Data supplied »

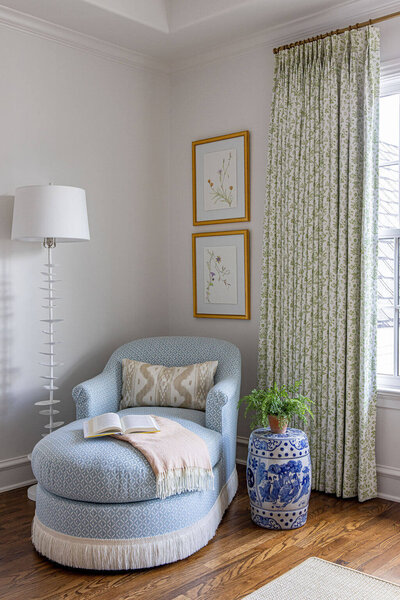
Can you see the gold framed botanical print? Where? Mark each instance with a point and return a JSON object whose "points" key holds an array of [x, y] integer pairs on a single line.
{"points": [[221, 274], [221, 180]]}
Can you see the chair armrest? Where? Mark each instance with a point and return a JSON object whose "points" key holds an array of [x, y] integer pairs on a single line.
{"points": [[98, 395], [225, 393]]}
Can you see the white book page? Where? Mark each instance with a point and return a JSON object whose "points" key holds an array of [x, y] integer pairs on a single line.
{"points": [[105, 422], [138, 423]]}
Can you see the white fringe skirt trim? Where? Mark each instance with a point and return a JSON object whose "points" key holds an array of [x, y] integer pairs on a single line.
{"points": [[134, 553], [189, 479]]}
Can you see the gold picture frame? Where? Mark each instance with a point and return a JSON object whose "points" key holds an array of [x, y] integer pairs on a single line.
{"points": [[241, 276], [241, 188]]}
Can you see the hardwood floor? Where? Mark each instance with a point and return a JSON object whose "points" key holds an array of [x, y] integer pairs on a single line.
{"points": [[240, 558]]}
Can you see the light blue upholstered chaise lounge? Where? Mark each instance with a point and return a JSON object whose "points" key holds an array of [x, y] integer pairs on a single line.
{"points": [[96, 506]]}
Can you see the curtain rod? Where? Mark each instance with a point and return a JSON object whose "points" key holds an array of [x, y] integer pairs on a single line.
{"points": [[337, 31]]}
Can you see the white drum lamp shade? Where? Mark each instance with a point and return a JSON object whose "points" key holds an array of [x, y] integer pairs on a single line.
{"points": [[50, 211]]}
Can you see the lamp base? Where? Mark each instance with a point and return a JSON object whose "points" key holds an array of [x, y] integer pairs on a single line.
{"points": [[31, 492]]}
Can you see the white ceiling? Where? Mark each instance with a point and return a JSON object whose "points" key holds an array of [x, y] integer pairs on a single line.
{"points": [[173, 29]]}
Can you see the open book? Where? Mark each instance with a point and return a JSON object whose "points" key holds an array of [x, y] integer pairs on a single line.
{"points": [[111, 423]]}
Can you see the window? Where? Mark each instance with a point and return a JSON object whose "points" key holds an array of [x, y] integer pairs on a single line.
{"points": [[389, 241]]}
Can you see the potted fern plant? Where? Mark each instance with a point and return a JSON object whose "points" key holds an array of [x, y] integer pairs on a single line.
{"points": [[276, 406]]}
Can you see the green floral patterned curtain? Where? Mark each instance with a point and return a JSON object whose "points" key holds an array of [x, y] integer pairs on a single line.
{"points": [[318, 299]]}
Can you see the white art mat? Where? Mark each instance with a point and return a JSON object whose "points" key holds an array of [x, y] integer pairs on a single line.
{"points": [[220, 275], [220, 180]]}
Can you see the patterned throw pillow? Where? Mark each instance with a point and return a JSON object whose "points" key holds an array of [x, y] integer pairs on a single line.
{"points": [[155, 385]]}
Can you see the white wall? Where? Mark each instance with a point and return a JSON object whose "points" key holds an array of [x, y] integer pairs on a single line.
{"points": [[71, 118], [226, 95]]}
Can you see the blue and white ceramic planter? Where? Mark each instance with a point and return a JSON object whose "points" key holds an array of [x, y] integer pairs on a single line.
{"points": [[279, 478]]}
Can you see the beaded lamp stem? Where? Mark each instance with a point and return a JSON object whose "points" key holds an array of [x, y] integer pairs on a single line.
{"points": [[49, 244]]}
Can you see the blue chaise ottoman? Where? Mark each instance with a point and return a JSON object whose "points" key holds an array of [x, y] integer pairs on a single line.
{"points": [[96, 506]]}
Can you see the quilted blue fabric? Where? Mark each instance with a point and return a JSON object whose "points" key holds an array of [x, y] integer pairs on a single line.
{"points": [[103, 393], [105, 469], [129, 519]]}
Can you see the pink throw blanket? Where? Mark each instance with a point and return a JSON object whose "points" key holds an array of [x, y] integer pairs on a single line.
{"points": [[178, 457]]}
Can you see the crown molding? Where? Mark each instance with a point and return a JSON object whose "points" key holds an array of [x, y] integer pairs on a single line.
{"points": [[327, 20], [63, 36]]}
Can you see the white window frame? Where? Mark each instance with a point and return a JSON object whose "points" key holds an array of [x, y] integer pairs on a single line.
{"points": [[390, 84]]}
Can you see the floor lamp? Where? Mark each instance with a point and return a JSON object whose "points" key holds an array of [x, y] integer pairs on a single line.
{"points": [[49, 214]]}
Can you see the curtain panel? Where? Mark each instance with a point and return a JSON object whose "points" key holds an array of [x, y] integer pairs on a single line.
{"points": [[318, 289]]}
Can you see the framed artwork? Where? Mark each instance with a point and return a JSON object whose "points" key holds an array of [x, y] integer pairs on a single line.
{"points": [[221, 275], [221, 188]]}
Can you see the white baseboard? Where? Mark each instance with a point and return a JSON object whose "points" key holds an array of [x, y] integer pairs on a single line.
{"points": [[15, 472]]}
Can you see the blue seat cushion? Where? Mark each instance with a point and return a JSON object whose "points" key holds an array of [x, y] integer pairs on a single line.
{"points": [[106, 469]]}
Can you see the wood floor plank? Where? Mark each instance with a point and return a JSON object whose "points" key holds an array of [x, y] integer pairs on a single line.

To be done » Leave the pictures out and reproduce each record exactly as written.

Solution for this task »
Can you see the gold framed botanical print? Where? Mark each instance with a point and return a JSON object whose "points" key holds an array of [x, y] integer pairs on a single line.
{"points": [[221, 274], [221, 180]]}
Can you see the chair armrest? Where? Mark each instance with a point and return a JSON object whose "points" key holds an array of [x, y] integer pairs on a single line.
{"points": [[98, 395], [225, 393]]}
Can you see the white book page? Where? Mark each instance with a point and return a JSON object whose "points" key holds an array of [x, y] integer pairs on a single line.
{"points": [[105, 422], [138, 423]]}
Can you see the white fringe skirt trim? Where? Mark each instance with a point and return a JSON object whose "points" key holds an array of [x, y] integer pairs on a single line.
{"points": [[134, 553], [189, 479]]}
Can you see the gold picture frame? Where? Mark each instance with a point and return a JSON object whose "points" key holds an array of [x, y] integer pairs on a single line.
{"points": [[241, 276], [241, 188]]}
Can you see the hardwood floor? Where? Mark each instance with a point and return a JSON object whose "points" key holds an array of [x, y] integer pairs on a single line.
{"points": [[240, 558]]}
Can you see the light blue upholstered chaise lounge? Where? Mark each instance with a point and return a JSON object whose "points" key holds an array of [x, y] integer pairs on a single line.
{"points": [[96, 506]]}
Can you see the curtain rod? Where? Mark each instance with a point and return a JSON object whose "points" key holds an array of [x, y] integer pairs on a single line.
{"points": [[337, 31]]}
Can you see the white drum lamp shade? Where? Mark each instance with a point and return a JSON object whose "points" key holds an array of [x, y] integer pairs on a single line.
{"points": [[50, 211]]}
Can you see the lamp base? Where? Mark each instance with a point and return a JSON object whose "points" key holds an array of [x, y] integer pairs on a single line.
{"points": [[31, 492]]}
Can you see the white ceiling? Where? Mark each instance with a point and return a JSON object whose "points" key holds an array of [x, y] integer pairs on a single line.
{"points": [[173, 29]]}
Can you see the open book? Where? Mark each instance with a point and return a JSON object whose "points" key holds an array of [x, y] integer pairs on a single line.
{"points": [[111, 423]]}
Can you see the window? Where? Mark each instance with a point and return a JSON object whose "points" key holds an array of [x, y] integer pairs on a single line.
{"points": [[389, 241]]}
Can you see the potted fern plant? Where? Mark each instance with a point and return a JSON object whose "points" key holds an array of [x, y] integer pairs on a single line.
{"points": [[276, 406]]}
Can you see the green floral patterned curtain? Where? Mark each instance with a point and return a JSON object whose "points" key holds an array of [x, y] integer pairs on a single line.
{"points": [[318, 299]]}
Can you see the white art mat? Where? Mark each instance with a point and return a JSON object whose "points" key holds an array of [x, y] integer pairs on a single line.
{"points": [[220, 275], [220, 180]]}
Can you see the patterned throw pillow? Where? Mark each instance with a point and return a JSON object whose "points" key holds an array of [x, y] integer pairs on a single line.
{"points": [[155, 385]]}
Can you see the white wall? Where? Mark each instance with a point and return a JSON object whose "points" key holds an array of [x, y] integer pairs on a single line.
{"points": [[71, 118], [226, 95]]}
Can you see the blue and white ceramic planter? Where? Mark each instance with a point and return a JSON object whose "points" key holds an array of [x, y] integer pairs on a single line.
{"points": [[279, 478]]}
Can you see the beaded lamp stem? Where? Mark each instance with a point and return a JSON object whose "points" key holds an array of [x, y] integer pairs on a single line.
{"points": [[49, 244]]}
Can you see the blue chaise ottoman? Where? Mark each instance with a point and return a JSON object whose "points" key holds an array of [x, y] integer pairs on a single line.
{"points": [[96, 506]]}
Can you see the quilted blue fabric? Where? Mark each instance with a point and return a JSON object whose "points" key holds an array of [x, y] integer pairs on a single line.
{"points": [[103, 393], [105, 469], [129, 519]]}
Can you see the pink throw blanket? Where? Mark each instance with a point and return a JSON object whose "points" key holds an array of [x, y] integer pairs on a single line.
{"points": [[178, 457]]}
Can you see the crown molding? Where? Mark each instance with a point and return a JSON object whose "points" key holds an array of [x, y] integer pairs on a single line.
{"points": [[327, 20], [63, 36]]}
Can you see the white window frame? Where? Mark each instance with a point and return a JSON object whose "points" key holds an array of [x, y] integer pairs on a single line.
{"points": [[390, 84]]}
Can you see the floor lamp? Where? Mark each instance with a point and return a JSON object whose "points" key holds an array of [x, y] integer pairs on a single line.
{"points": [[49, 214]]}
Can you see the curtain panel? Where? Mark each instance with a point and return a JSON object whose "points" key holds an array of [x, y] integer pairs on a single line.
{"points": [[318, 289]]}
Can you see the framed artwork? Where? Mark each instance with a point and return a JSON object whose "points" key holds an array of [x, y] integer pairs on a single line.
{"points": [[221, 275], [221, 188]]}
Can you see the white baseboard? Where? Mark each instance with a point and return a JSON object whose "points" key holds an array of [x, y] integer pairs on a single line.
{"points": [[15, 472]]}
Can you see the blue seat cushion? Where? Mark each instance with a point and return a JSON object whose "points" key holds an array of [x, y] integer pairs on a single line.
{"points": [[106, 469]]}
Can you see the wood floor plank? Where? Mark each instance with a point and return a JSON object whose "points" key holds an array of [x, y] integer pairs on a single line.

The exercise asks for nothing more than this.